Provided passage:
What are the risk factors for pseudarthrosis in long segment spinal fusions? What is the role of anterior stability? A multinational team of researchers dove into these questions lately with their study, “Pseudarthrosis in adult spine deformity surgery: risk factors and treatment options,” which was published in the May 5, 2021, edition of European Spine Journal.

David Kieser, M.B.Ch.B., Ph.D. is an orthopedic surgeon at the University of Otago in Christchurch, New Zealand, and was a co-author on this retrospective review. While this has been studied previously, stated Dr. Kieser to OTW, it has only been examined in small series and without combining patient risk factors, surgical techniques, and radiological parameters.

Using data from six spine centers and 524 patients diagnosed with adult spine deformity who had been treated with ≥ 4 fused levels with a minimum follow-up of ≥ 2 years. The team gathered full body X-rays preop, <3 months and ≥ 2 years and documented Oswestry Disability Index (ODI), Scoliosis Research Society-22 (SRS-22) and the Short Form Survey (SF36) scores both pre- and post-operatively.

What this exercise asks:
a) Answer these questions about the pseudarthrosis article:
(i) In which journal was the study published, and on what date?
(ii) At which university is David Kieser an orthopedic surgeon?
(iii) How many spine centers and how many patients supplied the data?
b) Which words of the pseudarthrosis article run from "David Kieser, M.B.Ch.B., Ph.D." to "pre- and post-operatively."? Reproduce them without any change.

Records from a dataset:
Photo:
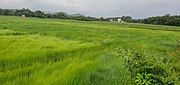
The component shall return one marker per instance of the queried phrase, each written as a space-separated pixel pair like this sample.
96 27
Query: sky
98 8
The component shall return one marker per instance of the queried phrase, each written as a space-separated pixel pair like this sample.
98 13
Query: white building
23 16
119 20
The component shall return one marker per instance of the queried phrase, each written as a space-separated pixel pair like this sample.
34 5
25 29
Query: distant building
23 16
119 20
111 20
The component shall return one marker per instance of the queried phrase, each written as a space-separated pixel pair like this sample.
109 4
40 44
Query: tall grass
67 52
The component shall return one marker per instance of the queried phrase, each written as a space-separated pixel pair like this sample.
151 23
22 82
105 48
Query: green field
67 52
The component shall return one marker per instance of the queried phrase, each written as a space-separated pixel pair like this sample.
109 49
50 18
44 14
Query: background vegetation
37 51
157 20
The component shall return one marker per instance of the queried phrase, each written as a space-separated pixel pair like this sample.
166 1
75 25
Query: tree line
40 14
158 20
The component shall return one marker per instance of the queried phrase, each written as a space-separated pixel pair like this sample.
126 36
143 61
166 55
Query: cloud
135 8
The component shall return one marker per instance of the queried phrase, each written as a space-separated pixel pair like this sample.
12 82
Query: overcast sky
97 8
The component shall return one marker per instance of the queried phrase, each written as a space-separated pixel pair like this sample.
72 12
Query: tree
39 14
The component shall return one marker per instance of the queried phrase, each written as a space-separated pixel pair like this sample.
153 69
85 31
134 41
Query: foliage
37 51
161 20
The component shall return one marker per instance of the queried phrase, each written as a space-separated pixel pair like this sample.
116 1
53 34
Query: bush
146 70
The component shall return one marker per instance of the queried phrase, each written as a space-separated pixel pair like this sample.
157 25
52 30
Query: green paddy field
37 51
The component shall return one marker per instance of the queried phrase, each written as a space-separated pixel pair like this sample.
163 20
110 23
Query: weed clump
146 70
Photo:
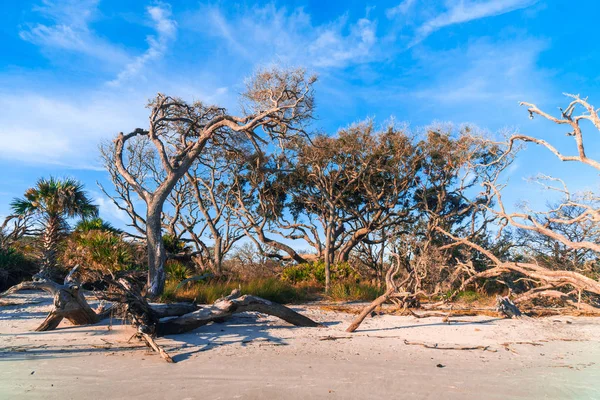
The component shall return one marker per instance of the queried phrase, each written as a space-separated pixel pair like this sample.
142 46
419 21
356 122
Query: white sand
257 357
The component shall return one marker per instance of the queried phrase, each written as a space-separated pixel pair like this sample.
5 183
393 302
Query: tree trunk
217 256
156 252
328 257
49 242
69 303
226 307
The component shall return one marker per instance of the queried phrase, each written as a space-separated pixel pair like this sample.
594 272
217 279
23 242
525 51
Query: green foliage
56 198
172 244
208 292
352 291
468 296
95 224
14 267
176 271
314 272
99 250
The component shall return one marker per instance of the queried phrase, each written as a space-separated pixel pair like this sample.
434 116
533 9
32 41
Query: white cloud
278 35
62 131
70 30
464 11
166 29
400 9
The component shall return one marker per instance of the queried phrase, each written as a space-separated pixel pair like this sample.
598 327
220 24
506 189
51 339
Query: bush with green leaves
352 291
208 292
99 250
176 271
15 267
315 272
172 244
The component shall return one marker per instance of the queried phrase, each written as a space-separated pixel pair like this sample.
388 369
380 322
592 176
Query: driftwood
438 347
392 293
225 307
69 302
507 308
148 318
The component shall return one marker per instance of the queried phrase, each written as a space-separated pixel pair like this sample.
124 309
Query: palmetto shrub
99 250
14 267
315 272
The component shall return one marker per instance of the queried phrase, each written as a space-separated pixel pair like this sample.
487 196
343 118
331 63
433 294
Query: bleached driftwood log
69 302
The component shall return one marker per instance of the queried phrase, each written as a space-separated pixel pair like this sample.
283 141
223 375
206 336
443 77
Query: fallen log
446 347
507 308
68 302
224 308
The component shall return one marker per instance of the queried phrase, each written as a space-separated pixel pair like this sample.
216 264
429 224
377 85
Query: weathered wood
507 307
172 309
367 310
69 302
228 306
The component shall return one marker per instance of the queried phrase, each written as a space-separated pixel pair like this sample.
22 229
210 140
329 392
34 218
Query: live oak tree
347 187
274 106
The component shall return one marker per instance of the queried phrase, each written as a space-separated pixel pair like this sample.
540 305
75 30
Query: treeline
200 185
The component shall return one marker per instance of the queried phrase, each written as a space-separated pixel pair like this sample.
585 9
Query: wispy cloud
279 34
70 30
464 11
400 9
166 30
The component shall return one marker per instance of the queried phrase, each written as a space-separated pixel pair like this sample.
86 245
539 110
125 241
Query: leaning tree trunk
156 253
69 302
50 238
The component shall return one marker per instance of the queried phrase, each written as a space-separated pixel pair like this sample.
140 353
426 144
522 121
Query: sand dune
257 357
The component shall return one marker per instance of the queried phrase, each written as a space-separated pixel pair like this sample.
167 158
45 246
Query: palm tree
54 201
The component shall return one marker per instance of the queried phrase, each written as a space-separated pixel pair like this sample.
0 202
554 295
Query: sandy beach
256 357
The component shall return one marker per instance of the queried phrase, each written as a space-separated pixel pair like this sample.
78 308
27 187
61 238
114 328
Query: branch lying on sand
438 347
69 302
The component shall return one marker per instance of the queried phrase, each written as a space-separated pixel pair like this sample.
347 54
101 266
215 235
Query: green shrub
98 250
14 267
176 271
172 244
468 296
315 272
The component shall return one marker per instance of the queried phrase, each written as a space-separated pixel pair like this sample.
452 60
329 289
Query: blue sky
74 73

Answers to each task:
a)
(i) European Spine Journal, May 5, 2021
(ii) The University of Otago in Christchurch, New Zealand
(iii) Six spine centers and 524 patients

b)
David Kieser, M.B.Ch.B., Ph.D. is an orthopedic surgeon at the University of Otago in Christchurch, New Zealand, and was a co-author on this retrospective review. While this has been studied previously, stated Dr. Kieser to OTW, it has only been examined in small series and without combining patient risk factors, surgical techniques, and radiological parameters.

Using data from six spine centers and 524 patients diagnosed with adult spine deformity who had been treated with ≥ 4 fused levels with a minimum follow-up of ≥ 2 years. The team gathered full body X-rays preop, <3 months and ≥ 2 years and documented Oswestry Disability Index (ODI), Scoliosis Research Society-22 (SRS-22) and the Short Form Survey (SF36) scores both pre- and post-operatively.